• **PASSAGE SHOWN**:
BEGIN
- Directed by: Arnold Laven
- Screenplay by: Gordon Gordon Bernard C. Schonefeld
- Based on: Case File: FBI 1953 novel by Mildred Gordon (as The Gordons)
- Produced by: Arthur Gardner Jules V. Levy Edward Small (executive)
- Starring: Broderick Crawford Ruth Roman
- Cinematography: Joseph F. Biroc
- Edited by: Grant Whytock
- Music by: Paul Sawtell
- Production company: Edward Small Productions
- Distributed by: United Artists
- Release date: September 3, 1954;
- Running time: 85 minutes
- Country: United States
- Language: English
- Budget: $275,000
- Box office: $400,000

= Down Three Dark Streets =

1954 film by Arnold Laven

Down Three Dark Streets (1954), trailer

Down Three Dark Streets is a 1954 American film noir crime film starring Broderick Crawford and Ruth Roman. Directed by Arnold Laven, the picture's screenplay was written by Gordon Gordon and Mildred Gordon, based on their novel Case File FBI.

==Plot==
FBI agent Zach Stewart is assigned three new cases by his boss, John Ripley, which are added to his existing case load. One involves wanted fugitive Joe Walpo, who has killed a gas-station attendant. Another concerns a department store fashion buyer, Kate Martell, who is being extorted by a man threatening to kill her daughter. A third has to do with a gang of thugs who hijack cars.

While interviewing a woman of concern Stewart was shot dead by a hidden assailant. With the assistance of local L.A.P.D. detectives Ripley picks up Stewart's new cases, thinking that one of them may reveal the identity of Stewart's murderer.

Ripley and his new partner trail Connie Anderson, a girlfriend of Walpo's, to his hideout, where Ripley shoots him. They tie up the car-jacking case and are then able to narrow down who the killer of the FBI agent must be.

They follow Kate to the "Hollywood" sign in the hills above Los Angeles, where she has been told to bring the money. There the extortionist is revealed to be a man named Milson who had shown a romantic interest in Kate, leading to a confrontation with Ripley.
END
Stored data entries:
BEGIN
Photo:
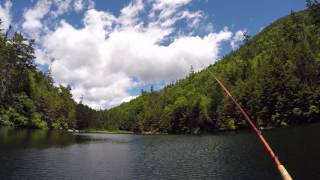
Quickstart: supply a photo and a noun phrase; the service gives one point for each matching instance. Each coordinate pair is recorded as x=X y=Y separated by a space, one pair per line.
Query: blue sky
x=108 y=50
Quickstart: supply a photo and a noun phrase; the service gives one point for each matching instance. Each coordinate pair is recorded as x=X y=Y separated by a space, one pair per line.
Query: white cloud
x=237 y=39
x=32 y=17
x=78 y=5
x=110 y=55
x=5 y=14
x=61 y=7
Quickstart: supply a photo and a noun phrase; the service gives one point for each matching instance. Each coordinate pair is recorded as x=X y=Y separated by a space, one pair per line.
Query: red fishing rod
x=284 y=173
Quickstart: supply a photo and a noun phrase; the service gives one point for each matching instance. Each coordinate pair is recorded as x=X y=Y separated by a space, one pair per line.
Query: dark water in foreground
x=35 y=154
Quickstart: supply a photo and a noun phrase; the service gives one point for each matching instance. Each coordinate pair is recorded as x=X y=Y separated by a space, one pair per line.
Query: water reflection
x=11 y=138
x=36 y=154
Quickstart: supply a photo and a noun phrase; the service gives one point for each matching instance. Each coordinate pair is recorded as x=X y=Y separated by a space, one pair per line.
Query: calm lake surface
x=36 y=154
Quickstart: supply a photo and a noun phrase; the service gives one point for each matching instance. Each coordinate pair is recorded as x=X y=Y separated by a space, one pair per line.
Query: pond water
x=36 y=154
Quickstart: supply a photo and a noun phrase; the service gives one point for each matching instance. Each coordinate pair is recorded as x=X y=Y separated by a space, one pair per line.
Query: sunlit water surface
x=36 y=154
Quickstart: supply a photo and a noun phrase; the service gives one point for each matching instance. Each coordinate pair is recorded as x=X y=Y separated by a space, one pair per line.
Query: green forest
x=275 y=75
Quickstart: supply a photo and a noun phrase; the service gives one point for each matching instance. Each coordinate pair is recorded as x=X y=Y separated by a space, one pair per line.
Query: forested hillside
x=28 y=97
x=275 y=75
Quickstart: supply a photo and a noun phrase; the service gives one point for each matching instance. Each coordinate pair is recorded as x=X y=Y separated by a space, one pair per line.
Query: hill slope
x=275 y=75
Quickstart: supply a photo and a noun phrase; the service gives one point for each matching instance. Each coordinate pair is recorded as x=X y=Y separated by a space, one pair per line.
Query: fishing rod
x=282 y=170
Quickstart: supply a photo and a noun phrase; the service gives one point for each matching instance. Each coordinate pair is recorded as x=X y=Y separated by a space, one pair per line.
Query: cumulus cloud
x=237 y=39
x=32 y=17
x=34 y=23
x=112 y=54
x=5 y=14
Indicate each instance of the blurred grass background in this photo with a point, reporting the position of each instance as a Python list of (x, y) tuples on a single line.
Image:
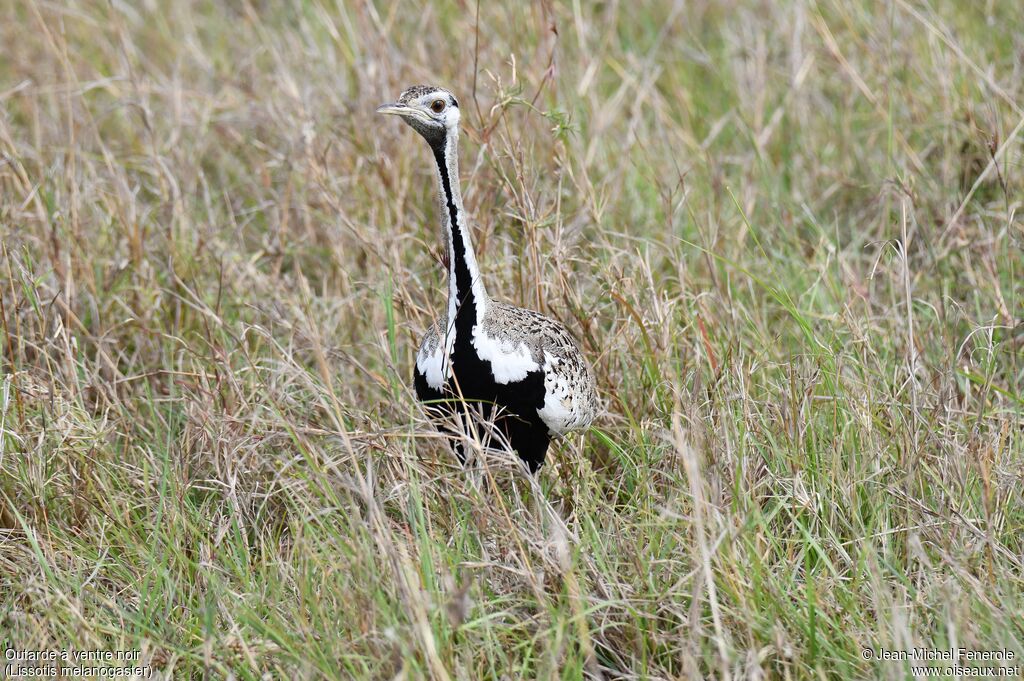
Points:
[(786, 233)]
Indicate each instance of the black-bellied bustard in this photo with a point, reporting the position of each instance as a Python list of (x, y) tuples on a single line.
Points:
[(516, 366)]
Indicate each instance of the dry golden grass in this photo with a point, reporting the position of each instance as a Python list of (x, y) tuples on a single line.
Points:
[(787, 235)]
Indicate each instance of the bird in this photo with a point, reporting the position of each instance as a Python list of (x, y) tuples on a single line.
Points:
[(515, 366)]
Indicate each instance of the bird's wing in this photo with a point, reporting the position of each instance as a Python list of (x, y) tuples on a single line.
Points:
[(519, 341)]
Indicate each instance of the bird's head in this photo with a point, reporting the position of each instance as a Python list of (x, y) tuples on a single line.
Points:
[(430, 111)]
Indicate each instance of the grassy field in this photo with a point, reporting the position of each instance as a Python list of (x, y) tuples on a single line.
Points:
[(788, 236)]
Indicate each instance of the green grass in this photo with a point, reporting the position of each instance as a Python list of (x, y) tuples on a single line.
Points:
[(788, 237)]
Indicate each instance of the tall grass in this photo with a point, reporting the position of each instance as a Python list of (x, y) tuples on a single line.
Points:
[(787, 235)]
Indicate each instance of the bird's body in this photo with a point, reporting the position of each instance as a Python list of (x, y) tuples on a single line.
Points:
[(515, 366)]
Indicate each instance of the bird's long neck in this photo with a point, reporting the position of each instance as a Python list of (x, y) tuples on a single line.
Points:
[(467, 297)]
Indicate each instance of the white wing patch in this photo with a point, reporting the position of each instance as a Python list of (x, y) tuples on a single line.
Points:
[(559, 413), (509, 362)]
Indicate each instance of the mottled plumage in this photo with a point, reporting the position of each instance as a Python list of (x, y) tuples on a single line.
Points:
[(515, 366)]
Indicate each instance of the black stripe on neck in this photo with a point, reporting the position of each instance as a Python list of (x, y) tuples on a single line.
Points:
[(463, 279)]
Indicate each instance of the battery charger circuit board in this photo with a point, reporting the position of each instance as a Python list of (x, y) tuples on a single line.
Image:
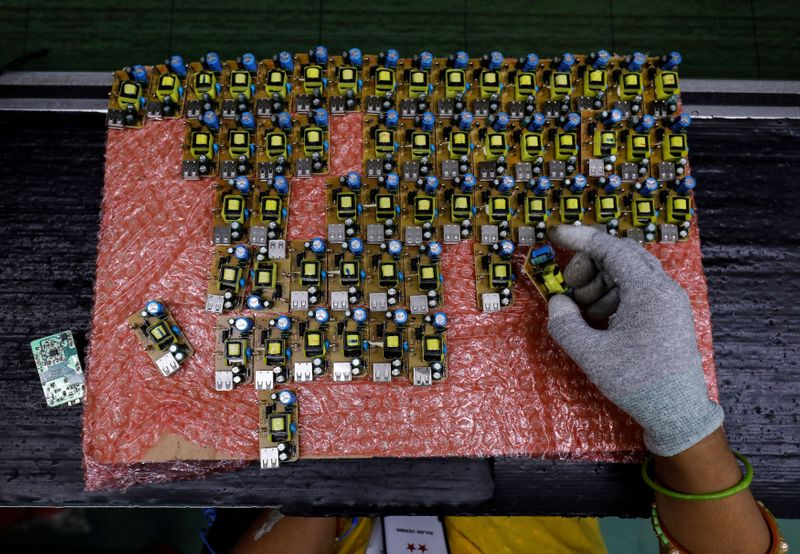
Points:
[(493, 150), (59, 369)]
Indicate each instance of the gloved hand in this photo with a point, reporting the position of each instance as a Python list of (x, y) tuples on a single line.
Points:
[(647, 361)]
END
• **APPLY WHAT YOU READ**:
**a.** From the Down Three Dark Streets article, copy the stretch from "Down Three Dark Streets is" through "who hijack cars." word for word.
**b.** List every character mentioned by name in the Plot section of the Down Three Dark Streets article.

• **RESPONSES IN ORDER**:
**a.**
Down Three Dark Streets is a 1954 American film noir crime film starring Broderick Crawford and Ruth Roman. Directed by Arnold Laven, the picture's screenplay was written by Gordon Gordon and Mildred Gordon, based on their novel Case File FBI.

==Plot==
FBI agent Zach Stewart is assigned three new cases by his boss, John Ripley, which are added to his existing case load. One involves wanted fugitive Joe Walpo, who has killed a gas-station attendant. Another concerns a department store fashion buyer, Kate Martell, who is being extorted by a man threatening to kill her daughter. A third has to do with a gang of thugs who hijack cars.

**b.**
- Zach Stewart
- John Ripley
- Joe Walpo
- Kate Martell
- Connie Anderson
- Milson